### Text excerpt
It was assumed that any story involving Tyler would include Julie Buchanan, who stole money from his cancer fund; however, Tyler's true-life cancer is instead fictionalized: an alcoholic mailman intercepts Tyler's letters to God. Doughtie wanted Letters to God to be shot in Nashville, but it was ultimately filmed in Orlando, Florida for financial reasons. David Nixon, Tom Swanson and Kim Dawson are leading a group of investors in the development of three faith-based movies through Possibility Pictures, the first being Letters to God. The film had a production budget of approximately $3 million.

=== Possibility Pictures ===

Logo of Possibility Pictures

Possibility Pictures is an Orlando-based Christian film production company, created by David Nixon, Kim Dawson (producer) and Tom Swanson (executive producer). Letters to God is their first production. The company is designed to be the "DreamWorks of faith-based movies."

== Release ==

Letters to God was released to theaters on April 9, 2010. Nixon said he hoped the film to run in theaters for three to four months, then for it to go to Blu-ray and DVD around July or August 2010. It was released on DVD August 10. The official trailer was released Christmas week, but Christianity Today was given early access to it. The filmmakers said Tim McGraw has agreed to show the movie trailer at 16 of his concerts because he lost a family member to cancer.

=== Box office ===
Letters to God released to theaters on April 9, 2010, in 897 theaters. It debuted #10 at the box office with $1,101,204.00 in its opening weekend. Similar to recent Christian film To Save a Life, Letters to God received strong box office results in smaller markets with a higher concentration of Christian moviegoers, including Charlotte, North Carolina, and Columbus, Ohio. Tracking for the film was highest among families and females. The film dropped 43% in its second weekend, $620,580, accumulating $2,020,830 in two weeks. It closed in June 2010 after grossing $2.85 million, falling just $150,000 short of its budget. Total domestic video sales have amounted to slightly over $6 million.

=== Reception ===
Letters to God received mixed reviews: generally negative from mainstream film critics and far more positive from Christian ones. Metacritic, which uses a weighted average, assigned the film a score of 31 out of 100, based on 7 critics, indicating "generally unfavorable" reviews.

John Beifuss of The Commercial Appeal called the film a "sometimes moving, sometimes awkward blend of sentimental family drama, childhood cancer education and Christian proselytizing". Roger Moore of the Orlando Sentinel gave the film 1½ out of 4 stars, "Letters to God is certainly family-friendly, [but] the blandness robs it of whatever emotion or redemption the filmmakers were shooting for." The NYC Movie Guru gave the film a positive review, "Letters to God manages to be a bighearted, uplifting and captivating drama for all ages. It will inspire you to open your heart compassionately and to find hope, faith and comfort throughout your life’s hardships."

Stored data entries:

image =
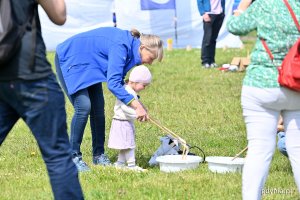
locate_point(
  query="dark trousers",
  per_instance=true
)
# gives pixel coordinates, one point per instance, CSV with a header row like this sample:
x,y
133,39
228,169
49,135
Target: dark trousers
x,y
86,102
40,103
211,31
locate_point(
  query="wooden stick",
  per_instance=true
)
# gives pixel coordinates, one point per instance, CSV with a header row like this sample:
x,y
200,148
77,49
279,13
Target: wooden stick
x,y
237,155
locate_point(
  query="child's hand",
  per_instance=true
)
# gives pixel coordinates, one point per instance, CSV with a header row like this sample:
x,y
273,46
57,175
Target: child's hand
x,y
141,112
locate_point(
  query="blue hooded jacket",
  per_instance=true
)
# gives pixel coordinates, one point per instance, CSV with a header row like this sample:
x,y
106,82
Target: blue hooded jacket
x,y
100,55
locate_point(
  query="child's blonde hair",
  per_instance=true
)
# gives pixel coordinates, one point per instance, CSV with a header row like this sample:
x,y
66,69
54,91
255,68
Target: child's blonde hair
x,y
151,42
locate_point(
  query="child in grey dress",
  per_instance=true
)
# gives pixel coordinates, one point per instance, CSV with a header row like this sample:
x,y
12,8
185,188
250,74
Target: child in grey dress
x,y
122,132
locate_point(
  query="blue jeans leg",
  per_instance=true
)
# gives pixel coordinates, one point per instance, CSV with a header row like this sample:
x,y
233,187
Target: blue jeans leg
x,y
88,102
281,143
97,118
41,105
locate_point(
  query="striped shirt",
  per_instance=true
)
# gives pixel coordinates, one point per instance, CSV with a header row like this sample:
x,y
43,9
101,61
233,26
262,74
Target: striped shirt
x,y
273,22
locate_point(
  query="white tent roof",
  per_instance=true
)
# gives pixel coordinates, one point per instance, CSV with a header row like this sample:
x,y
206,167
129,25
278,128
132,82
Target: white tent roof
x,y
90,14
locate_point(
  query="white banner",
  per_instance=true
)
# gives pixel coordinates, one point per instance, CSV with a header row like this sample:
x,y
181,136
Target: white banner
x,y
89,14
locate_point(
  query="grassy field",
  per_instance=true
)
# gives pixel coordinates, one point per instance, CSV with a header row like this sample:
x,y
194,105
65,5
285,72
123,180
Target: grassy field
x,y
201,105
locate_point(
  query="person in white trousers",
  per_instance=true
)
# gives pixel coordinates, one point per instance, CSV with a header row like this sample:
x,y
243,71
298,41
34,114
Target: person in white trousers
x,y
263,99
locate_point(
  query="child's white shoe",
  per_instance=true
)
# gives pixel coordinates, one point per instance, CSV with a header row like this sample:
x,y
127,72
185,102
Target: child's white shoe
x,y
119,165
136,168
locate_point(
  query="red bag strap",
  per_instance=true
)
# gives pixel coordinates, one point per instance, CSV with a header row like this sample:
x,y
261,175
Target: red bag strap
x,y
292,14
296,23
267,48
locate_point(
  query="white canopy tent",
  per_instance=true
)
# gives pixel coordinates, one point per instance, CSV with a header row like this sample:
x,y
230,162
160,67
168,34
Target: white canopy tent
x,y
89,14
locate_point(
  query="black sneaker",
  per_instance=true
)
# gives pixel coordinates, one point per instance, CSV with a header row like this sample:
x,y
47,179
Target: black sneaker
x,y
80,164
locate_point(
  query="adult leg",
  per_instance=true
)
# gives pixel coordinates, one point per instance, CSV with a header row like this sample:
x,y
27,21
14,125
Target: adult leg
x,y
8,115
44,113
82,107
217,22
292,127
205,48
261,124
97,118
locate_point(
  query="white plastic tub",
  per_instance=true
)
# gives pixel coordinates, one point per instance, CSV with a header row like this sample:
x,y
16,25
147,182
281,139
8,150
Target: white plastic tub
x,y
225,164
175,163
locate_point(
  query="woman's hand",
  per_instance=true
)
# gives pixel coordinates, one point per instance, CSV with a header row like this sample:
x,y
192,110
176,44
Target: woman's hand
x,y
141,112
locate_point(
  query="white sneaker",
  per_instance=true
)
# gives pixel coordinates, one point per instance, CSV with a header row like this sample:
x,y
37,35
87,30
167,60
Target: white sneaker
x,y
136,168
119,165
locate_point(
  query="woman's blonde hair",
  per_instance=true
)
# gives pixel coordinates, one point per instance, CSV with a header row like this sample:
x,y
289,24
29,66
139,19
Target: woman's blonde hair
x,y
151,42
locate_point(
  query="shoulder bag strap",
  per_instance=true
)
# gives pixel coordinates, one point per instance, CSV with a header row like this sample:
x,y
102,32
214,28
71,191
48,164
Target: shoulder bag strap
x,y
295,21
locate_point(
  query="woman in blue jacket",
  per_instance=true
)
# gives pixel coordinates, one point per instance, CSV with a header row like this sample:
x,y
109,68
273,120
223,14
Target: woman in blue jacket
x,y
86,60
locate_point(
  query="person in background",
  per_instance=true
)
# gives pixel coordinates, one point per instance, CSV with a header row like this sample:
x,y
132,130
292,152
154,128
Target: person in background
x,y
213,14
122,132
29,90
86,60
263,99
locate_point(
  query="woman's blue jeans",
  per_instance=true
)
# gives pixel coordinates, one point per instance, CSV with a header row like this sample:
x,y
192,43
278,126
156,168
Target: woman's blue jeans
x,y
88,102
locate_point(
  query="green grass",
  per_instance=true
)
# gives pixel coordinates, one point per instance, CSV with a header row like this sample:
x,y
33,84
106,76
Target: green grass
x,y
200,105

### Study questions
**a)** Answer these questions from the Letters to God text above, one line each:
(i) In what city and state was the film finally shot?
(ii) On what date did it come out on DVD?
(iii) What score did Metacritic give it?
**b)** Decide whether each statement matches the Letters to God text above. Answer yes or no and quote the words that settle it.
(i) The film opened in 897 theaters.
(ii) Roger Moore gave the film 2 out of 4 stars.
(iii) Possibility Pictures is based in Nashville.

### Answers by task
**a)**
(i) Orlando, Florida
(ii) August 10
(iii) 31 out of 100

**b)**
(i) Yes: "Letters to God released to theaters on April 9, 2010, in 897 theaters."
(ii) No: "Roger Moore of the Orlando Sentinel gave the film 1½ out of 4 stars"
(iii) No: "Possibility Pictures is an Orlando-based Christian film production company"